> **Passage**:
=-=-=
When technological innovations improve the way energy is sourced and used, the economy often benefits. The Wisconsin Energy Institute (WEI) technologies listed below could offer new competitive advantages and products for a number of multi-billion dollar industries in Wisconsin and beyond.
Lignin comprises about 30 percent of most biomass. In most paper and pulping mills, lignin is a near waste product burned for process heat. UW–Madison professor Shannon Stahl, however, has developed a novel way to convert lignin into high-value chemicals.
Softwoods are well suited for use in paper and biofuel industries but are more difficult to deconstruct than hardwoods. UW–Madison professor of biochemistry John Ralph and collaborators have demonstrated the potential for softwoods to process more easily if engineered to incorporate key features of hardwoods.
Efficiently extracting sugars from biomass is key to producing cost-effective fuels and chemicals from plants. UW-Madison professor of chemical and biological engineering Jim Dumesic has developed a new method for extracting sugars that works with a wide variety of biomass and avoids the use of expensive chemicals.
=-=-=
> **Actions to take**:
a. According to the passage on Wisconsin Energy Institute technologies, what share of most biomass does lignin make up?
b. Carry on the passage on Wisconsin Energy Institute technologies from its last sentence.
The lines that come after the passage play no part in this.

> **Data section**:
=-=-=
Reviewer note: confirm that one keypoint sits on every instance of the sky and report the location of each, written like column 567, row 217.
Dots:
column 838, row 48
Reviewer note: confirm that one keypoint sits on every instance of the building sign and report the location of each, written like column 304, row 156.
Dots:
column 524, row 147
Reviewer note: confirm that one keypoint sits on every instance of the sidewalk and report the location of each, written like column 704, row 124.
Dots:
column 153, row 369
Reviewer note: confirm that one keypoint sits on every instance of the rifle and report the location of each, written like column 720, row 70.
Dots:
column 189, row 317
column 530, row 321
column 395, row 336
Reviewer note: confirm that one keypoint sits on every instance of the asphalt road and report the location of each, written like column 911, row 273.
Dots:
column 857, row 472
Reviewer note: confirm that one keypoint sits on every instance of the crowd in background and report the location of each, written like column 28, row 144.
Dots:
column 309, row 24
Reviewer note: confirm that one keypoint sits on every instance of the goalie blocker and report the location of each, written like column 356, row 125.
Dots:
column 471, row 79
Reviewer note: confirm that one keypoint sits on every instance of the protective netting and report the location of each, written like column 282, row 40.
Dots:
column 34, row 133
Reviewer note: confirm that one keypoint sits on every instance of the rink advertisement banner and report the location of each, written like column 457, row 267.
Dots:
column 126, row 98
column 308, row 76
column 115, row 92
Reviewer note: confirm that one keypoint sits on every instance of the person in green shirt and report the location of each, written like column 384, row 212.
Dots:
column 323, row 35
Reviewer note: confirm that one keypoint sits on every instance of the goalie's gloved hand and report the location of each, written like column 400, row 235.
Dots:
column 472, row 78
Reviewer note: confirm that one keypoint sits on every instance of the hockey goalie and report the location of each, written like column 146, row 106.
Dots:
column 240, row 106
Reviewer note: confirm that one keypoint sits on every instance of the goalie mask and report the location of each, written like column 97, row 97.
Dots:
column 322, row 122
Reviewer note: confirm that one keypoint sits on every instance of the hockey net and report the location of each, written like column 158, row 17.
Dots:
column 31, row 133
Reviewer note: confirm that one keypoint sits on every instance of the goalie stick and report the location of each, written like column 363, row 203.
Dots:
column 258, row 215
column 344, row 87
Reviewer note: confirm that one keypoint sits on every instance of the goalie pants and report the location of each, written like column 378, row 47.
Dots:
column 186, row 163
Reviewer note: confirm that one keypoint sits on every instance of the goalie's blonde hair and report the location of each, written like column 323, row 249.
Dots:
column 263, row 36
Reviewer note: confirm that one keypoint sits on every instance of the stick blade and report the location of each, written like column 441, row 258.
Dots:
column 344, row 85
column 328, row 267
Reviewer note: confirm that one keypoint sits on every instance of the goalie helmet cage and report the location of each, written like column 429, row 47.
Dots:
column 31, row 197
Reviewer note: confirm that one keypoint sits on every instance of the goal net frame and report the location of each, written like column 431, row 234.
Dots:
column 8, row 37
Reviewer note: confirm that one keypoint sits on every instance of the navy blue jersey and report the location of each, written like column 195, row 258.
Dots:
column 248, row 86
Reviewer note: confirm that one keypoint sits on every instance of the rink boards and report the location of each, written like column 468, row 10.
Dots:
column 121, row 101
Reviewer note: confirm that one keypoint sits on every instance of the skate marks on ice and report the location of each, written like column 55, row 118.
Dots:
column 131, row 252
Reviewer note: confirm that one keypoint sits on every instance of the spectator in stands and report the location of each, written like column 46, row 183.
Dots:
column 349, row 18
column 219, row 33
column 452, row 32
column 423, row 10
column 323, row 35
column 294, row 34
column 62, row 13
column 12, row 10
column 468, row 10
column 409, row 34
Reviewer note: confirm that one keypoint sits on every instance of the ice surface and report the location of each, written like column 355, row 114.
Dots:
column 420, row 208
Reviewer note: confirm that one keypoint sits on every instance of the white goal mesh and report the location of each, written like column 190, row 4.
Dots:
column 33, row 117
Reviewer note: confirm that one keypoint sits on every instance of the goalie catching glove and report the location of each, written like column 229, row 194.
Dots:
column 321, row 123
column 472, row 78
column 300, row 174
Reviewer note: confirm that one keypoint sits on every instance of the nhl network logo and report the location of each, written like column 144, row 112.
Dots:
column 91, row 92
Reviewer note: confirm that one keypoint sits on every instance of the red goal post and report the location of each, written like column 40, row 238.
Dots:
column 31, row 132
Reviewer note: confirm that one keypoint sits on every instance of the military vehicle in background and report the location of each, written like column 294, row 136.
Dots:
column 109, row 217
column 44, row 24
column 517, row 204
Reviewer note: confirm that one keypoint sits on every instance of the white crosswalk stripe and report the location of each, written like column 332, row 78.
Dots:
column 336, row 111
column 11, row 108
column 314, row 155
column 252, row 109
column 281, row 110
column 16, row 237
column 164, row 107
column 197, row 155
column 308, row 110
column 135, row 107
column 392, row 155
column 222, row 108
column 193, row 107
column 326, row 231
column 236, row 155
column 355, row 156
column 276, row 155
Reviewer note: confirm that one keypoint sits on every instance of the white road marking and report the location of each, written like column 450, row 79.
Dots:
=-=-=
> **Answers by task**:
a. About 30 percent.

b.
Microgrids are small, self-contained electric-power grids with the capability to connect and disconnect seamlessly from the traditional grid.
Supercritical CO2 Gas Turbines
Traditional power plants generate electricity by combusting fuel to heat water into steam, which drives a steam turbine to generate electricity. UW–Madison professor Mark Anderson is studying supercritical carbon dioxide – a fluid with qualities of both a liquid and a gas – to potentially replace those steam turbines.
Lignin, a major component of plant cell wall, is the most difficult part of the plant to break down. UW–Madison professor of biochemistry John Ralph and his team discovered a way to introduce weak bonds, or "zips," into the lignin polymer, which would make it much easier and cheaper to break apart.